%%

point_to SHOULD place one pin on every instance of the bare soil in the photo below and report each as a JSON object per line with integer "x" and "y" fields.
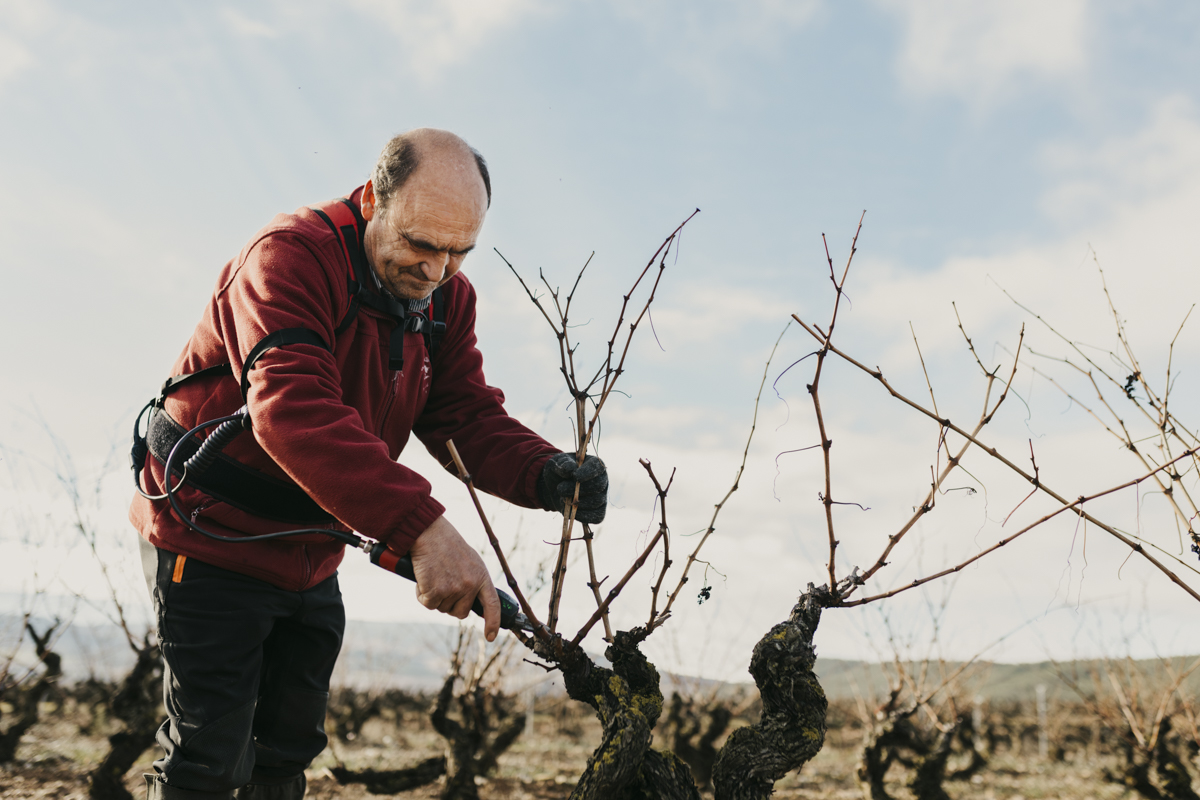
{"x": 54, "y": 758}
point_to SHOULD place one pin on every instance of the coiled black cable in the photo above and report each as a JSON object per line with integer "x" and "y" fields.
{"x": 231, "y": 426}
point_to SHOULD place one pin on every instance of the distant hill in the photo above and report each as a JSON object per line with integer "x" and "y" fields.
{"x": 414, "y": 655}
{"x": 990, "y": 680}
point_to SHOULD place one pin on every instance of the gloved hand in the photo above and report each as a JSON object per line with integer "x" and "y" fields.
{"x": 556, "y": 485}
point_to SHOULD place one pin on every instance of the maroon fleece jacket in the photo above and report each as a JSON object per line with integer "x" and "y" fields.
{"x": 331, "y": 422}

%%
%%

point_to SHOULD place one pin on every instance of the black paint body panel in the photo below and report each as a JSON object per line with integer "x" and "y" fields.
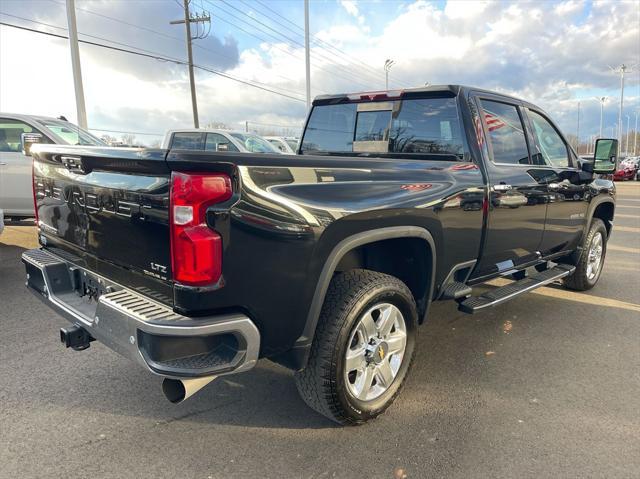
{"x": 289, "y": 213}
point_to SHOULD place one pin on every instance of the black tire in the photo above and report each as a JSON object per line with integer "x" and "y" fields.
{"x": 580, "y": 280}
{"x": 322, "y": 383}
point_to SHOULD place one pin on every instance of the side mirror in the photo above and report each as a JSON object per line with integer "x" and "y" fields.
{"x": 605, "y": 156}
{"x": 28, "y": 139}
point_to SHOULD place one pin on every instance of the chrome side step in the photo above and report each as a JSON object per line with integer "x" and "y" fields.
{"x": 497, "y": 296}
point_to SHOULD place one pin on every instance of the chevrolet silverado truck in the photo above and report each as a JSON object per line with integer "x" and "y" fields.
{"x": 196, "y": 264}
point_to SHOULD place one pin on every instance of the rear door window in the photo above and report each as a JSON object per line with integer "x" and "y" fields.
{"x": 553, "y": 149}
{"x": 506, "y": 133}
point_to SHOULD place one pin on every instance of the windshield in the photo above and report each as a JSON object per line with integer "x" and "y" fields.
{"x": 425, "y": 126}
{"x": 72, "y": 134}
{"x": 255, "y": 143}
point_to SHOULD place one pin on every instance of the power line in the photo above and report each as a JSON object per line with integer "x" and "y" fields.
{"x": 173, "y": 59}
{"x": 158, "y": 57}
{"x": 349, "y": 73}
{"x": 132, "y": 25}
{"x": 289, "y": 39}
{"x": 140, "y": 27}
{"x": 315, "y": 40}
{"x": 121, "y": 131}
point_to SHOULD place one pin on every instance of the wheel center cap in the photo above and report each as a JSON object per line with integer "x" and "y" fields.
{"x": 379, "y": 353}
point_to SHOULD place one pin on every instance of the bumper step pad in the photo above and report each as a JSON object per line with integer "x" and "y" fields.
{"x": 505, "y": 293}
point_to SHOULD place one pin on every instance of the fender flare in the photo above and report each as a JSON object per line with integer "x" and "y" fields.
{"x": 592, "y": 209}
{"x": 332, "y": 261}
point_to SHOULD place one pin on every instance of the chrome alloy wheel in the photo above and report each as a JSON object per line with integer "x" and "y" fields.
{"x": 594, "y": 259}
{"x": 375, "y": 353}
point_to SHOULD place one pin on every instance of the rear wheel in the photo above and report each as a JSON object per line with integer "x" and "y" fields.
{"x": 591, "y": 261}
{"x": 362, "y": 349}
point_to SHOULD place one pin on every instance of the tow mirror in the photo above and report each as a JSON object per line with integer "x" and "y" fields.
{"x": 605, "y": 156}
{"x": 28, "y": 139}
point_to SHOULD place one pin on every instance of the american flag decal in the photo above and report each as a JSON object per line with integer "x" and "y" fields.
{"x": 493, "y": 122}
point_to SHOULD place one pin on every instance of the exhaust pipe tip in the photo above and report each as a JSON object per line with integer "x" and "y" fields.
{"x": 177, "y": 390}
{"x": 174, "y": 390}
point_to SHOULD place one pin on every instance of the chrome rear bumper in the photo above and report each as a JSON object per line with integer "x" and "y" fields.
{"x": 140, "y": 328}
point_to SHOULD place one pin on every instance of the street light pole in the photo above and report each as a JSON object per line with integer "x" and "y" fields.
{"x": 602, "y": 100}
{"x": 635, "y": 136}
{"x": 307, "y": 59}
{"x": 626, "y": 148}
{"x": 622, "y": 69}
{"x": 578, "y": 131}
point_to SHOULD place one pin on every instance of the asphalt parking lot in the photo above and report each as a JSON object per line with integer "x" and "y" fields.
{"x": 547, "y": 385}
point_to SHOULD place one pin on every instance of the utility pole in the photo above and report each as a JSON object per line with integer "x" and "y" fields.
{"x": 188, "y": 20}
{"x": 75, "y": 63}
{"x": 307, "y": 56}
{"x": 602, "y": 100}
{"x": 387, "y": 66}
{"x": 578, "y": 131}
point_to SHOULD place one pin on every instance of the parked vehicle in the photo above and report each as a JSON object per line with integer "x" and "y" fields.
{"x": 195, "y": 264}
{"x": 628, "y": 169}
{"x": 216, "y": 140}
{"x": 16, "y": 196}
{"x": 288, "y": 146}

%%
%%

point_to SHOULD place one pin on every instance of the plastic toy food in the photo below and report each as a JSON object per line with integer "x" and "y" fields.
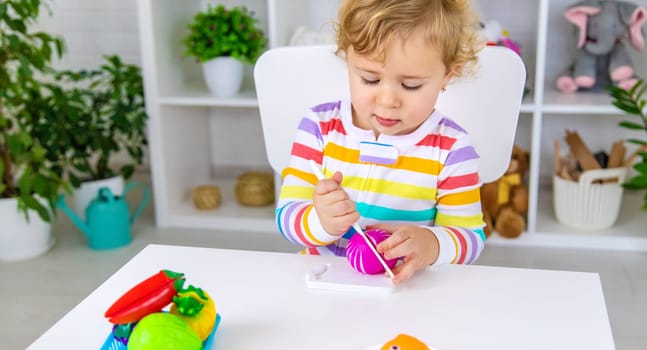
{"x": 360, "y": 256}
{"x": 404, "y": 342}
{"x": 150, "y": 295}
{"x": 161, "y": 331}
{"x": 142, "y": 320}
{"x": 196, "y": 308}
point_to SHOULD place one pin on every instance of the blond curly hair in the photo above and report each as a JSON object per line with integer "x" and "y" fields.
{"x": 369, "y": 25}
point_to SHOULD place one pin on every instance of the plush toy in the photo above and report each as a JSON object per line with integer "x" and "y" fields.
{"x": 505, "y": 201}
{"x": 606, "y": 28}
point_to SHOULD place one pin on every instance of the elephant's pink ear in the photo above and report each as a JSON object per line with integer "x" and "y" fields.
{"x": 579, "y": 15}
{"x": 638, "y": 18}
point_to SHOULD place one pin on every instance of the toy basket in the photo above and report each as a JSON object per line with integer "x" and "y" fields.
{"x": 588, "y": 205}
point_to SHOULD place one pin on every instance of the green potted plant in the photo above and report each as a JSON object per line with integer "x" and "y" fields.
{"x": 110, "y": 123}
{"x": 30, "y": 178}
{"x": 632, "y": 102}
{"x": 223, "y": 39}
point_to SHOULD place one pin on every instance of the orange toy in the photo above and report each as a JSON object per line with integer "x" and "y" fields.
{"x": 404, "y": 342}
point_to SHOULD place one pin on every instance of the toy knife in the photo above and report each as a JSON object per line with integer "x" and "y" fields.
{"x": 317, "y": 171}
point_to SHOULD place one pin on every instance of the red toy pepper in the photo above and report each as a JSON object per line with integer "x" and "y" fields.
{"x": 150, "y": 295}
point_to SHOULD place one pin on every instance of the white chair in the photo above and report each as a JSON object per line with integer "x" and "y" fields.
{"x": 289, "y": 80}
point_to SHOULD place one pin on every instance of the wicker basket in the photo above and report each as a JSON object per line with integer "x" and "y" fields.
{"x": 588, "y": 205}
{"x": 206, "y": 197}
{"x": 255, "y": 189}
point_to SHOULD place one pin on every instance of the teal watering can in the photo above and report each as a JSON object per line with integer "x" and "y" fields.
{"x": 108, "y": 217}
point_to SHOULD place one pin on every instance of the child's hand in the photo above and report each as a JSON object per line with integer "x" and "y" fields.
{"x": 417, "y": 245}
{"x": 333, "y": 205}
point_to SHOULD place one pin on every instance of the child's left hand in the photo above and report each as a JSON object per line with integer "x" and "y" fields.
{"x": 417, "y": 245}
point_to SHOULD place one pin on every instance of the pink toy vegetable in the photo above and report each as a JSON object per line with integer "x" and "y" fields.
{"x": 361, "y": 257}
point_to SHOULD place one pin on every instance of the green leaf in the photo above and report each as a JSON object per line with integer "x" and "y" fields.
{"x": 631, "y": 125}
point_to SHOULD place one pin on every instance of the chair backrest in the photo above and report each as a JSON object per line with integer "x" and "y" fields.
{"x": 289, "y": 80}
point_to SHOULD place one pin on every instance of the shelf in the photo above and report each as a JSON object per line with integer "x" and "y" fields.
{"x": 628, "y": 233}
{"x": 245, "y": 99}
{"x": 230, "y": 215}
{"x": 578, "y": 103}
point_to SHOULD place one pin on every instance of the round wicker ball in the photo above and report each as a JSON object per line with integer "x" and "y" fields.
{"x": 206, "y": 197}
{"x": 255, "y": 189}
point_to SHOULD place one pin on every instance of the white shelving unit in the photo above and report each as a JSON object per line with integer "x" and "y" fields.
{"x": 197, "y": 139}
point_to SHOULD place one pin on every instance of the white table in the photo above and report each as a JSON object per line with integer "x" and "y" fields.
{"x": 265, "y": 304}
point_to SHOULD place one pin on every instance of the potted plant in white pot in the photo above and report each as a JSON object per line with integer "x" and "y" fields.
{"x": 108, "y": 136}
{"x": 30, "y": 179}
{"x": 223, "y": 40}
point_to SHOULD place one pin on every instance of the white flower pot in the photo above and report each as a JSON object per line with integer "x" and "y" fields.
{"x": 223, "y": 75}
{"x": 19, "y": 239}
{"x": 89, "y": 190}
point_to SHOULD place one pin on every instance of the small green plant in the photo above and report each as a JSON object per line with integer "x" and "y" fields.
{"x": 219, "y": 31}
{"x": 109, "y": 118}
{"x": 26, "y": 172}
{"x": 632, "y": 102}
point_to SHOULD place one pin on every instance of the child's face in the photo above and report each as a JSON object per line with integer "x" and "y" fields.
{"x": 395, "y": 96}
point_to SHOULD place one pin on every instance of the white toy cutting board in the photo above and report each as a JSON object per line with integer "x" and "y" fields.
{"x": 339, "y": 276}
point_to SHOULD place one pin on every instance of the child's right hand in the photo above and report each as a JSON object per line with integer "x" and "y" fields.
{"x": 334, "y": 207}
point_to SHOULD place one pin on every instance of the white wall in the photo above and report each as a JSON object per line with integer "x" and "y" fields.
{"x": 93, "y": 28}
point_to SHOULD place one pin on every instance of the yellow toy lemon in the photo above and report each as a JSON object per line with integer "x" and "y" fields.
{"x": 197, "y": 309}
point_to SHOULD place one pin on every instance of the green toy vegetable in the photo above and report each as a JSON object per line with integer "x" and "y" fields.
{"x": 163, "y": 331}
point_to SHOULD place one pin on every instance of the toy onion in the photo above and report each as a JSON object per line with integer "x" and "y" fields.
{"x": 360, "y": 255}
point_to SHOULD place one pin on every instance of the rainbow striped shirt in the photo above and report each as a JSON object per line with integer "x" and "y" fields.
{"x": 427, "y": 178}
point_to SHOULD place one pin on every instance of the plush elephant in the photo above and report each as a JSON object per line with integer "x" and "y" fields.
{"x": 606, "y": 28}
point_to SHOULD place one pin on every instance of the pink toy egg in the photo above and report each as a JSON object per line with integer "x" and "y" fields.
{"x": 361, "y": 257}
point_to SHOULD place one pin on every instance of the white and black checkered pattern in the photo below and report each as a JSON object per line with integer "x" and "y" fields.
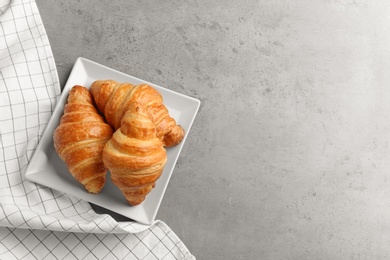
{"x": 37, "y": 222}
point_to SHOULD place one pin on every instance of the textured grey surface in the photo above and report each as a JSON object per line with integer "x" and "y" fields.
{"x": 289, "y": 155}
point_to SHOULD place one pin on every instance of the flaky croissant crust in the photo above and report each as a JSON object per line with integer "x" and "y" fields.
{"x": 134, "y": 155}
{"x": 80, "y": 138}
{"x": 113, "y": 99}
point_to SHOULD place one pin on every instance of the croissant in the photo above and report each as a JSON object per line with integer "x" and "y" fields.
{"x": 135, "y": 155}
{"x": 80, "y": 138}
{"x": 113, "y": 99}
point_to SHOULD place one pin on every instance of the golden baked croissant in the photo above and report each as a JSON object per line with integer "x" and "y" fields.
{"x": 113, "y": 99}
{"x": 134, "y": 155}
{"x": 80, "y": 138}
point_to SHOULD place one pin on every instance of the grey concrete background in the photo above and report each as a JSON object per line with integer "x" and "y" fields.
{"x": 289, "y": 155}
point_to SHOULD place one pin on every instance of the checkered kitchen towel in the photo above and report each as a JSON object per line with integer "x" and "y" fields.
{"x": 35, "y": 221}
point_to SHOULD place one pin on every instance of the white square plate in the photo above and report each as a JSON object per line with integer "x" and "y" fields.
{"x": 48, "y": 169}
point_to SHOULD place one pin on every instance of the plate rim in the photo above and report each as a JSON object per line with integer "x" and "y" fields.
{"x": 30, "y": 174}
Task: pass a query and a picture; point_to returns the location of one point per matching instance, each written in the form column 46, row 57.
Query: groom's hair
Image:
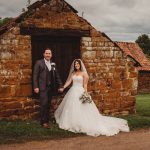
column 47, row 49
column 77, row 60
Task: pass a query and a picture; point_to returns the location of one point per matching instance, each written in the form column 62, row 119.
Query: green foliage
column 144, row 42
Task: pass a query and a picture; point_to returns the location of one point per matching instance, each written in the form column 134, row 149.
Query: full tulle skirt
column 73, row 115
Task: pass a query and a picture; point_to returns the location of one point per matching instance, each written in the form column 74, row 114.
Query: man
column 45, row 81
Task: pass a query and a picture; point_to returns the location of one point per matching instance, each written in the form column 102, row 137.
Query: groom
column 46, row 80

%%

### Task details
Among the records above, find the lines where the word "pass" appears and copy them.

### Task result
Task: pass a query and a picture; point_to returns the location of one point per matching instance, each written in the form column 46, row 57.
Task: pass a query and a picture; point_to returns the location of one point per matching instance, each written in the form column 62, row 119.
Task: pass a query and a picture; point_to returns the location of one point per matching instance, each written in the form column 134, row 149.
Task: pass a query and a picture; point_to returns the location of one point per matching instance, each written in the form column 74, row 114.
Task: pass a query and a picture; point_to returns the location of one point per matching instance, each written in the form column 102, row 137.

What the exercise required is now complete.